Supplied material:
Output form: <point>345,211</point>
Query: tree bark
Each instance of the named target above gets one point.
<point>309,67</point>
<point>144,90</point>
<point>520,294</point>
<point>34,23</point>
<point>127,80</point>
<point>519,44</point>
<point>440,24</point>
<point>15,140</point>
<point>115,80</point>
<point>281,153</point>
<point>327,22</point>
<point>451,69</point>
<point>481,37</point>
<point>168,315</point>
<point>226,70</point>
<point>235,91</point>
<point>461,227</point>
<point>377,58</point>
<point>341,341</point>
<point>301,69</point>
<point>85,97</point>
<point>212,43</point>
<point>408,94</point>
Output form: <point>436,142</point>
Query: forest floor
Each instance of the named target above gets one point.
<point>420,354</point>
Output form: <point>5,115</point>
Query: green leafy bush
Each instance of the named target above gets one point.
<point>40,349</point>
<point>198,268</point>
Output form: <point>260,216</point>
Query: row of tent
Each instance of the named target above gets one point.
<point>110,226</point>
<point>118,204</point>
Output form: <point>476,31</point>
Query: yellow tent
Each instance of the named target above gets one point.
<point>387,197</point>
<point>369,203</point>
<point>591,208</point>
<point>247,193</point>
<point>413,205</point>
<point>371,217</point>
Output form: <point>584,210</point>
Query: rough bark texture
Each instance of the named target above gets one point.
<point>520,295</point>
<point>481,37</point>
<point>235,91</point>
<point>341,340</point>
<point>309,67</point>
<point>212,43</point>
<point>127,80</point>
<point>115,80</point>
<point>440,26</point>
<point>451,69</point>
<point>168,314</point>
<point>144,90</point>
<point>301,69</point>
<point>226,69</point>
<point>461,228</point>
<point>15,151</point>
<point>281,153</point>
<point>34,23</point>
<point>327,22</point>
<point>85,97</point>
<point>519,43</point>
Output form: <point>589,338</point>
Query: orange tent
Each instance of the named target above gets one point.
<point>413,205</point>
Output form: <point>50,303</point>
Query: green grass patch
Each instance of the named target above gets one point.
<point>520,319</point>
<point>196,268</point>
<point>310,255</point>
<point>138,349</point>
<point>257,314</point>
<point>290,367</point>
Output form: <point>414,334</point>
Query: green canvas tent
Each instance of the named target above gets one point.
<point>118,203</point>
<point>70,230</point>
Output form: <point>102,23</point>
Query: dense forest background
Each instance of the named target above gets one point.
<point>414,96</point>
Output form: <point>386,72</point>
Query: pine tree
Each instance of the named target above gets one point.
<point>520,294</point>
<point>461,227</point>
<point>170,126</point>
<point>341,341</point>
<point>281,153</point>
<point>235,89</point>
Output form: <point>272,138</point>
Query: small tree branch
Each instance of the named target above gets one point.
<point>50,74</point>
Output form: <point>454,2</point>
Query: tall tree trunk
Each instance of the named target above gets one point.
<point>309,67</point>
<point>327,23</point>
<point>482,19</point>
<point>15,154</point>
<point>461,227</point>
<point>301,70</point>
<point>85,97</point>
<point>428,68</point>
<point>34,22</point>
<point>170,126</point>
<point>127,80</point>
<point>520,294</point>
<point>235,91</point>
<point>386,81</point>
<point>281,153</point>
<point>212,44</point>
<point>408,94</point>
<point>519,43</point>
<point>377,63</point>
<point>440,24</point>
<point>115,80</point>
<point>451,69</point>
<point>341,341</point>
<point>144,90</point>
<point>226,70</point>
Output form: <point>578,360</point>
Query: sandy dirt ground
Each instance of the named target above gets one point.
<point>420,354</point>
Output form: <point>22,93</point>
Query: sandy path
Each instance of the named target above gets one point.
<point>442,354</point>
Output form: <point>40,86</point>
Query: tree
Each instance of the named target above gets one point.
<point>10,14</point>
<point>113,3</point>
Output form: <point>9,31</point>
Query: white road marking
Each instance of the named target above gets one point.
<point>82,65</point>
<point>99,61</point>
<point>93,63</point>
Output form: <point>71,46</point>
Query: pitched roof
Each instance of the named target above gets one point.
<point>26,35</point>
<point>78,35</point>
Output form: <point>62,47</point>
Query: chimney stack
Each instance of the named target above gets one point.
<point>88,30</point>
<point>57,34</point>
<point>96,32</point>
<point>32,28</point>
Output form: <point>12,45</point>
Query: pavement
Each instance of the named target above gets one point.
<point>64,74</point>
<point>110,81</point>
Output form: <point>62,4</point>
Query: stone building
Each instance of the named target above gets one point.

Work instruction:
Retype all of the entries shown above, exactly.

Response:
Output form: <point>345,211</point>
Query: tree bark
Each instance of the named target above gets one point.
<point>309,67</point>
<point>144,90</point>
<point>520,294</point>
<point>34,23</point>
<point>127,80</point>
<point>519,44</point>
<point>440,24</point>
<point>15,140</point>
<point>115,80</point>
<point>281,153</point>
<point>327,22</point>
<point>451,69</point>
<point>481,37</point>
<point>168,315</point>
<point>226,70</point>
<point>235,91</point>
<point>461,227</point>
<point>377,58</point>
<point>341,341</point>
<point>301,69</point>
<point>85,97</point>
<point>212,43</point>
<point>408,94</point>
Output form: <point>436,142</point>
Query: forest floor
Each instance of the named target above gets one point.
<point>420,354</point>
Output form: <point>5,115</point>
Query: green leafy bush
Each instance of the named target above gets one point.
<point>40,349</point>
<point>198,268</point>
Output form: <point>260,216</point>
Query: row of tent
Each instance of the named target above gets one point.
<point>110,226</point>
<point>118,204</point>
Output form: <point>476,31</point>
Query: yellow tent
Each instance of the named target above gets one point.
<point>387,197</point>
<point>369,203</point>
<point>591,208</point>
<point>247,193</point>
<point>413,205</point>
<point>371,217</point>
Output form: <point>584,210</point>
Query: rough bark texture
Each instance of the named target above gets one point.
<point>520,295</point>
<point>481,37</point>
<point>235,91</point>
<point>341,340</point>
<point>309,67</point>
<point>212,43</point>
<point>127,80</point>
<point>115,80</point>
<point>440,26</point>
<point>451,69</point>
<point>168,314</point>
<point>144,90</point>
<point>301,69</point>
<point>226,69</point>
<point>461,228</point>
<point>15,151</point>
<point>281,153</point>
<point>34,23</point>
<point>327,22</point>
<point>85,97</point>
<point>519,43</point>
Output form: <point>589,338</point>
Query: orange tent
Each instance of the named target above gets one point.
<point>413,205</point>
Output form: <point>50,303</point>
Query: green grass patch
Each instance of the named target above gets one point.
<point>520,319</point>
<point>196,268</point>
<point>310,255</point>
<point>138,349</point>
<point>257,314</point>
<point>290,367</point>
Output form: <point>414,334</point>
Query: green canvas tent
Each instance of the named target above gets one point.
<point>118,203</point>
<point>70,230</point>
Output form: <point>102,23</point>
Query: dense forest background
Each instance of the named target above gets one point.
<point>414,96</point>
Output form: <point>386,72</point>
Query: pine tree
Each instance of the named target above gets one point.
<point>520,294</point>
<point>461,227</point>
<point>170,126</point>
<point>341,341</point>
<point>281,153</point>
<point>235,89</point>
Output form: <point>272,138</point>
Query: small tree branch
Each instance of the named target above gets one point.
<point>50,74</point>
Output form: <point>454,2</point>
Query: tall tree trunk
Each instance of the named target above gets one point.
<point>309,67</point>
<point>327,23</point>
<point>482,19</point>
<point>15,154</point>
<point>461,227</point>
<point>301,70</point>
<point>85,97</point>
<point>428,68</point>
<point>34,22</point>
<point>170,126</point>
<point>127,80</point>
<point>520,294</point>
<point>235,91</point>
<point>386,81</point>
<point>281,153</point>
<point>212,44</point>
<point>408,94</point>
<point>519,43</point>
<point>377,63</point>
<point>440,24</point>
<point>115,80</point>
<point>451,69</point>
<point>341,341</point>
<point>144,90</point>
<point>226,70</point>
Output form: <point>578,360</point>
Query: sandy dirt ground
Each instance of the named target above gets one point.
<point>420,354</point>
Output form: <point>22,93</point>
Query: sandy path
Each instance of the named target above gets one point.
<point>442,354</point>
Output form: <point>40,86</point>
Query: tree
Each instance of the named target above gets one point.
<point>10,14</point>
<point>113,3</point>
Output form: <point>9,31</point>
Query: white road marking
Each instance of the named target above gets one point.
<point>82,65</point>
<point>99,61</point>
<point>93,63</point>
Output form: <point>71,46</point>
Query: pitched roof
Each instance of the named target above gets one point.
<point>26,35</point>
<point>78,35</point>
Output form: <point>62,47</point>
Query: chimney stack
Each instance of the named target above gets one point.
<point>88,30</point>
<point>57,34</point>
<point>96,32</point>
<point>32,28</point>
Output form: <point>12,45</point>
Query: pavement
Each instance of the named target above gets one point.
<point>64,74</point>
<point>110,81</point>
Output form: <point>62,4</point>
Query: stone building
Each instance of the named target above gets one point.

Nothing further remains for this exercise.